AIM: In the profile of Diane Tetrault, how long did she stay in England before returning to Canada?

Interested in making an impact in the lives of teachers—and students—at TpT? Learn more about their open roles here.
Elastic's Diane Tetrault on What Parenting, Scuba Diving, and Product Marketing Have in Common
As an instructor of other scuba diving instructors, Diane Tetrault knows how to convey life-saving lessons in a way that encourages and supports her students. And as it turns out, that skill is highly transferable to two other key roles in her life: manager and mother.
Diane is the Senior Director of Product Marketing at Elastic and is also a mom of two sons. In the water, at work, and with her family, she’s gotten plenty of practice creating the right environment for other people to learn and enjoy.
“Scuba diving is something lots of people have on their bucket list, where they say, ‘Oh, I wish I could do that, but I’m too afraid.’ But I know lots of people would love it if they tried.”
Diane’s not one to shy away from new experiences, even when it seems like they’d be hard to work into her packed life. As a working mom, for example, she still makes time to travel and dive, this time bringing her kids along with her and giving them a taste for the adventure that she and her husband so love. Her eldest son, now 8, had visited 11 countries by the time he was 14 months old!
We sat down with Diane to learn more about how she balances her passions, her career, and her family, including how her role at Elastic makes all of that possible.
An Intersection of Interests
“There's probably not a product marketer alive who woke up one day and said, ‘I'm gonna be a product marketer when I grow up,’” says Diane about how she got into her role. “It’s rare that I meet someone who doesn’t have a curvy, wavy road into product marketing—and I think that’s a good thing.”
Her own role looks like this: she got a programming job right after university and immediately realized the heads-down work with little to no human involvement wasn’t for her.
She moved into technical project management, where she got to interact with customers and still deal with engineering topics. Diane stayed in that role until she was promoted into product management, where her work shifted from outward-focused to more inwards, figuring out what her company wanted to build and what it should look like.
But her sense of adventure pushed her to live abroad, so she decided to move to England. Her company didn’t have a product management job open there, but wanted to keep her as part of the team, so they offered her a role backfilling a marketing director who was out on maternity leave. Diane stepped up into a completely new field, picking up demand generation across events, PR, and advertising. She ended up building a life in England and staying for seven years before returning to her home country of Canada.

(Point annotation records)

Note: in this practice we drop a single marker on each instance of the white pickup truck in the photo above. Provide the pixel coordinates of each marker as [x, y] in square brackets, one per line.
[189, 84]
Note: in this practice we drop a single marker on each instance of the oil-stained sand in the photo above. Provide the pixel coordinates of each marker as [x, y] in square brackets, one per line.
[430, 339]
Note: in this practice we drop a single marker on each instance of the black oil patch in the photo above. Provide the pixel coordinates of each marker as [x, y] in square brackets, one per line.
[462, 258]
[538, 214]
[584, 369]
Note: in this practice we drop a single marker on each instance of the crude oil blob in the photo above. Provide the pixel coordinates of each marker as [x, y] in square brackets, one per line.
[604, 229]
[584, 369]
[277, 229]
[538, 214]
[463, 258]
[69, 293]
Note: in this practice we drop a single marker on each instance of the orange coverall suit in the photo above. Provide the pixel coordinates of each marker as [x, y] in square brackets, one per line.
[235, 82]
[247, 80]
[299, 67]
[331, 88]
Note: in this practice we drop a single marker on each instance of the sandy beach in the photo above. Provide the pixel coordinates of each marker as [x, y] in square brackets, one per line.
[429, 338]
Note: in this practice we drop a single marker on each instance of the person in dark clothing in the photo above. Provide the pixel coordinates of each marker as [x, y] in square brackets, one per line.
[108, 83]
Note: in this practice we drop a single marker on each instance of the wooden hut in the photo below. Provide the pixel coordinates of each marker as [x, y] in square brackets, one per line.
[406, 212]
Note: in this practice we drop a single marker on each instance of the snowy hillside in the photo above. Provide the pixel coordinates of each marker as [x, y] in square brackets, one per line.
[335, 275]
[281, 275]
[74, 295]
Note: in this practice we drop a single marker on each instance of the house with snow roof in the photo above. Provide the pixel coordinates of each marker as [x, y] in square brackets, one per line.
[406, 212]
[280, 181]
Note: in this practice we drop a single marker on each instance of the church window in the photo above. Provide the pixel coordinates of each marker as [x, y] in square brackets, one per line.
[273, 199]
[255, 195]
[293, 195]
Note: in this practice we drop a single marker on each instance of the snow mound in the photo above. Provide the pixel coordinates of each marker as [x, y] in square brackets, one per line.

SOLVED EXERCISE: Seven years.